— Start —
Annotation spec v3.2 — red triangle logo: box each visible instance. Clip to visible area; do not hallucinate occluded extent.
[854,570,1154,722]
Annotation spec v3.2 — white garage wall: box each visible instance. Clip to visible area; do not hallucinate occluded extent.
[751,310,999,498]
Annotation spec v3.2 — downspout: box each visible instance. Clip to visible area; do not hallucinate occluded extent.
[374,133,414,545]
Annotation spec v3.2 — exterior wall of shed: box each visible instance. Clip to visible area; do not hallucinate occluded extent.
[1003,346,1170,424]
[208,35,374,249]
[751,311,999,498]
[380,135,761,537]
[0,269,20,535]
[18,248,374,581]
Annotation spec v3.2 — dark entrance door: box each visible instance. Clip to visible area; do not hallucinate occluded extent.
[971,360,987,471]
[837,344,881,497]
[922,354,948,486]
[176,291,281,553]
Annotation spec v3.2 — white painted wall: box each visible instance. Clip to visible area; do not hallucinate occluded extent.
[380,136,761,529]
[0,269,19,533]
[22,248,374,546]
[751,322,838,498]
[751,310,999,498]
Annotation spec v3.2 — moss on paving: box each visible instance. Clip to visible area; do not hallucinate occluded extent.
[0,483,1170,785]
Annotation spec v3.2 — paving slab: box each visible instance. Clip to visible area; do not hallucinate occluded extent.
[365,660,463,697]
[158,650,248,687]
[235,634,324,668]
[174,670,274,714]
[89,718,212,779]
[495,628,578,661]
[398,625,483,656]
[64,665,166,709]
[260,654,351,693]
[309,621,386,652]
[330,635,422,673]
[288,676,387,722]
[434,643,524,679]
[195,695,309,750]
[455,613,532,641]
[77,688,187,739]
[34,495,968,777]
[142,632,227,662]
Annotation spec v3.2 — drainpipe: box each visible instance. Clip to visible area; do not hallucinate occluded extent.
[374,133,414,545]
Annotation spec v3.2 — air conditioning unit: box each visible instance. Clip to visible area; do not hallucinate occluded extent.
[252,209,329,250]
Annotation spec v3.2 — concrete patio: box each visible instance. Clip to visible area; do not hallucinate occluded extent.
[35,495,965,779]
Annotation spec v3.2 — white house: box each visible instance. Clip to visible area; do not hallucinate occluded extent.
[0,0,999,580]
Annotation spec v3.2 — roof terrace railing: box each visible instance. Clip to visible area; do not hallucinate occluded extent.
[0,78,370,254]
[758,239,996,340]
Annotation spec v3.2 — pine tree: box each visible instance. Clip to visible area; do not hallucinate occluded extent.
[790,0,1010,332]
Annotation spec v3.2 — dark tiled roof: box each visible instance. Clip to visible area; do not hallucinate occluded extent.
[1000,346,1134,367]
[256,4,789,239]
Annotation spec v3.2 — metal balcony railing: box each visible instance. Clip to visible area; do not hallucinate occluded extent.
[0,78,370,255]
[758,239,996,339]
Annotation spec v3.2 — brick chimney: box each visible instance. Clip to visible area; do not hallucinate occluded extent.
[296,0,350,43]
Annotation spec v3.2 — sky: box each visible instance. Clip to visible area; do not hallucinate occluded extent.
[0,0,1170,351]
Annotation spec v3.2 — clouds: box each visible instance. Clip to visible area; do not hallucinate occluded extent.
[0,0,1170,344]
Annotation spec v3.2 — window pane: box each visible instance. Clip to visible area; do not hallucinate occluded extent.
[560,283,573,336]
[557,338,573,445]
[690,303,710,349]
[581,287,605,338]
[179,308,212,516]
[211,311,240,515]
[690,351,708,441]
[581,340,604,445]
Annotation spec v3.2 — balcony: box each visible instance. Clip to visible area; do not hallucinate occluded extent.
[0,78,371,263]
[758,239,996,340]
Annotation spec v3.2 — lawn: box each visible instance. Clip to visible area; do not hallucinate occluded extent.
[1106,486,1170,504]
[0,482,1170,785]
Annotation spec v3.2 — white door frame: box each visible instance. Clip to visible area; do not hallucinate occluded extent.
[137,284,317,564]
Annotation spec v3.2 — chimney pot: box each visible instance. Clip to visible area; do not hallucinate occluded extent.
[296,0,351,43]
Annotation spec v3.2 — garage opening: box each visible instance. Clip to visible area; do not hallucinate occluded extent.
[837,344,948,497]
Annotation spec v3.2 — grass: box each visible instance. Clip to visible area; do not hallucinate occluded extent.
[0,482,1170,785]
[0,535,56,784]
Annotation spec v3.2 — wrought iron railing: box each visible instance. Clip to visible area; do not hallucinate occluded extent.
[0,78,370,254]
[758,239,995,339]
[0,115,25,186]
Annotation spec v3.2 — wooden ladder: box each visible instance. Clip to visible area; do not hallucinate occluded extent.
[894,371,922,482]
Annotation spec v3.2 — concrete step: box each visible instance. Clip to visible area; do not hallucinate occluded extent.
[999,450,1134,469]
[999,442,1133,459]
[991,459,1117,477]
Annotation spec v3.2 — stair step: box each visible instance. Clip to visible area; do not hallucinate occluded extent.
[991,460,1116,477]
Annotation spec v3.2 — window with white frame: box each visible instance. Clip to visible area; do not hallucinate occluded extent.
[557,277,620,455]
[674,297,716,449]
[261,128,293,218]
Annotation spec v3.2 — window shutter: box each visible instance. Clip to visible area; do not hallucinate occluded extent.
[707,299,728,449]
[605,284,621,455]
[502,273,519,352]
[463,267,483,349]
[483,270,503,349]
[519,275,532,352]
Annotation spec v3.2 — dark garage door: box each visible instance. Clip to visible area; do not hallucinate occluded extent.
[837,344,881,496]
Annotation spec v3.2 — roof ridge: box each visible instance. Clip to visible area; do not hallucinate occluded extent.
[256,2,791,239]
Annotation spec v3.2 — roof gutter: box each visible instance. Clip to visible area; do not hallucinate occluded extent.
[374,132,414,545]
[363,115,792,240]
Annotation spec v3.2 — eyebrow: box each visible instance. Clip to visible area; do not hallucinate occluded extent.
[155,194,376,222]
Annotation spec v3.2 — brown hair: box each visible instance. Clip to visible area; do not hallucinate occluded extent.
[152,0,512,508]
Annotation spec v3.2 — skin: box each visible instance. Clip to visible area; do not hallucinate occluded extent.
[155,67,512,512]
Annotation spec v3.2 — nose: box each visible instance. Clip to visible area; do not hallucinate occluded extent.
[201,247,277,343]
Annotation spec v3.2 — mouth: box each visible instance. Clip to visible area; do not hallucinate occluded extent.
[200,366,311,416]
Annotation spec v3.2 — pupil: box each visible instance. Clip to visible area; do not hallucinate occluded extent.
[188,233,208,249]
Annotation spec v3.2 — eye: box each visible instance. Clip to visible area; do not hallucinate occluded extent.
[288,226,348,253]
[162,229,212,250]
— End —
— Start —
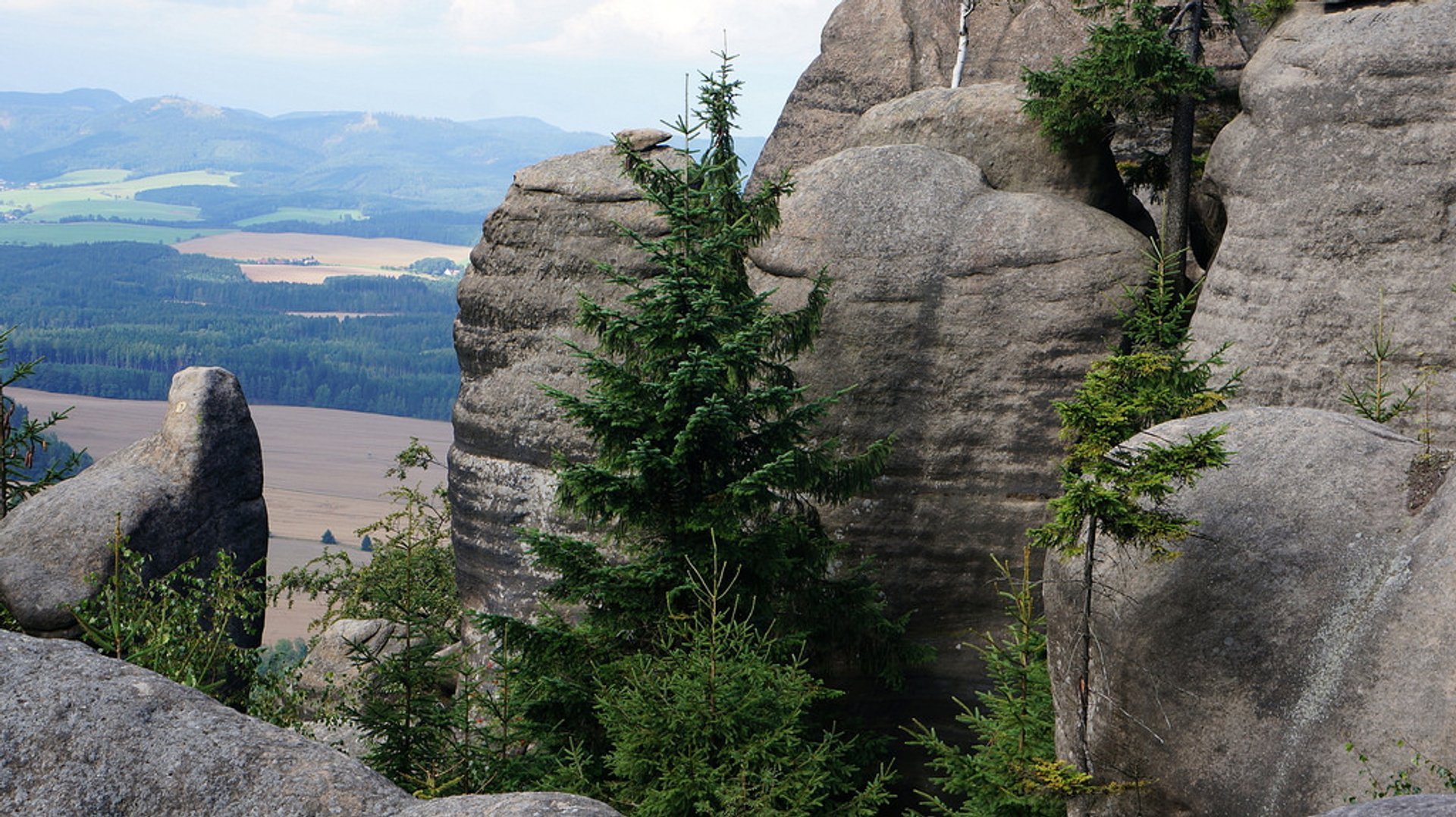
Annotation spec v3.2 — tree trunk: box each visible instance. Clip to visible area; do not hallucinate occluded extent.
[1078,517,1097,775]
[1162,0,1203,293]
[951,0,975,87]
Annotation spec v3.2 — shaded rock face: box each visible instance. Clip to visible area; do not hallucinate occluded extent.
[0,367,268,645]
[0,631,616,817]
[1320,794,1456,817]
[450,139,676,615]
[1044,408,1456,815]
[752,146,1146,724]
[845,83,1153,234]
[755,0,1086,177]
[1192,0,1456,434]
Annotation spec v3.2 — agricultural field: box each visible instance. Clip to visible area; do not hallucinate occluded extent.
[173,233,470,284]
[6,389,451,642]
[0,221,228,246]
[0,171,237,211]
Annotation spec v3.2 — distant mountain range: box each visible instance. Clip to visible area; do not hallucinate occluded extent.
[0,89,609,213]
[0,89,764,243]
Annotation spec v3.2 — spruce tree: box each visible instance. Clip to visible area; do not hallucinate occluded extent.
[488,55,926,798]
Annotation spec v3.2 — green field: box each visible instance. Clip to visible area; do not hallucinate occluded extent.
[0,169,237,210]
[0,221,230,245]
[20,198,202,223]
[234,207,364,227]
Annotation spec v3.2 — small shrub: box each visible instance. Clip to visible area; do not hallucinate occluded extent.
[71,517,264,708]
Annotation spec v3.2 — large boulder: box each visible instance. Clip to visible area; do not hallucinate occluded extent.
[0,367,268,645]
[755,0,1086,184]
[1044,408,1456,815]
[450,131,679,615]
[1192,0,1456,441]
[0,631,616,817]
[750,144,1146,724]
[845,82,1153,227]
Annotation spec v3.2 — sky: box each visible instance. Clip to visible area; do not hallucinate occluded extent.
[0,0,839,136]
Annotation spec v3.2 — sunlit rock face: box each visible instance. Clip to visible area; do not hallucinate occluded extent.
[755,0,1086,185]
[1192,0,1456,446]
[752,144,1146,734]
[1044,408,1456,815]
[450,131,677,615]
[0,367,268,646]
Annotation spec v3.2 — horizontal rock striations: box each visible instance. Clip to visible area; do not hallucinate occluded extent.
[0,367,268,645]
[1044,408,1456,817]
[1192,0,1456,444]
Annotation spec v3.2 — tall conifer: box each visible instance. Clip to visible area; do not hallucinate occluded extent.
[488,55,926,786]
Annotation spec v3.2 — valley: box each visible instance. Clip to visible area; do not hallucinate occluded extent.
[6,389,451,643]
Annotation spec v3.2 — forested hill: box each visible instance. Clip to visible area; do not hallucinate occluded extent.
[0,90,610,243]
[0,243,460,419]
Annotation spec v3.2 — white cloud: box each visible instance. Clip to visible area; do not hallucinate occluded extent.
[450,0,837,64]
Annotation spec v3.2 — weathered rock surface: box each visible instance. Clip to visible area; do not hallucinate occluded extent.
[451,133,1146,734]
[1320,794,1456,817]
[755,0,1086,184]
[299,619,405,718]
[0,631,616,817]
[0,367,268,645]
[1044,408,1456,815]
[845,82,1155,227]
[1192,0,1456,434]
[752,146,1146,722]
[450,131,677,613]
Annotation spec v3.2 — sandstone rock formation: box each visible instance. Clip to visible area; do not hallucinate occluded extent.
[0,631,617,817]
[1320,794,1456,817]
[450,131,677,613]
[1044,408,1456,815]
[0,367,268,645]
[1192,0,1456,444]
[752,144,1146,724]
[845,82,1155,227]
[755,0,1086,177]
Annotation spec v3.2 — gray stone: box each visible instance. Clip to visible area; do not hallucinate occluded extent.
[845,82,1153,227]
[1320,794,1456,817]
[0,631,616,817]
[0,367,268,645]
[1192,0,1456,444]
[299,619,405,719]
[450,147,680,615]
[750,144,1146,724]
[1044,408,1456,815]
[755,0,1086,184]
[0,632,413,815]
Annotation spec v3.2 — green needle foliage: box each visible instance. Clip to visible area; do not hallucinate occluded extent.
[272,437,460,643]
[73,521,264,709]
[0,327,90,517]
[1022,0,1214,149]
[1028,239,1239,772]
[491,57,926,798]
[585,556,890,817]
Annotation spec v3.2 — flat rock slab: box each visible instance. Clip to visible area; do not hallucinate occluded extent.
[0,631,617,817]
— End —
What is needed:
Output the rows from the line containing "Annotation spec v3.2 — red" through the line containing "[0,483,1170,785]" as a two-column CSV with the header spec_text,boxes. Give one CSV line per row, holding its spec text and the boxes that follow it. Quote every field and replace any line breaks with spaces.

Written answer:
spec_text,boxes
"Annotation spec v3.2 — red triangle logo: box each visible instance. Clip to visible area; do not hallucinate occluded extent.","[854,570,1154,722]"
"Annotation spec v3.2 — white garage wall: box each visible instance. Clip to visible area; do not hallucinate occluded extent.","[751,310,999,498]"
"Annotation spec v3.2 — downspout: box each visible instance. Clip to visible area; do not hallucinate occluded extent.","[374,133,414,545]"
"Annotation spec v3.2 — exterior wall of shed: box each visible instance. Clip to visible area; do not hallucinate occluded extent.","[1003,346,1170,424] [208,35,374,249] [751,311,999,498] [380,135,761,537] [0,269,20,535] [18,248,374,581]"
"Annotation spec v3.2 — dark entrance door: box each visible instance. Clip to visible area; do not hallucinate occluded extent.","[971,360,987,471] [837,344,881,497] [922,354,948,486] [176,291,281,553]"
"Annotation spec v3.2 — white painted wall: box each visible instance. Clip to visible area; do not hallucinate occluded extent.","[380,136,761,529] [0,269,19,533] [22,248,374,546] [751,322,838,498] [751,310,999,498]"
"Annotation spec v3.2 — moss on paving: box each visible instance. Clip to visible area; do not hallucinate occluded extent.","[0,483,1170,785]"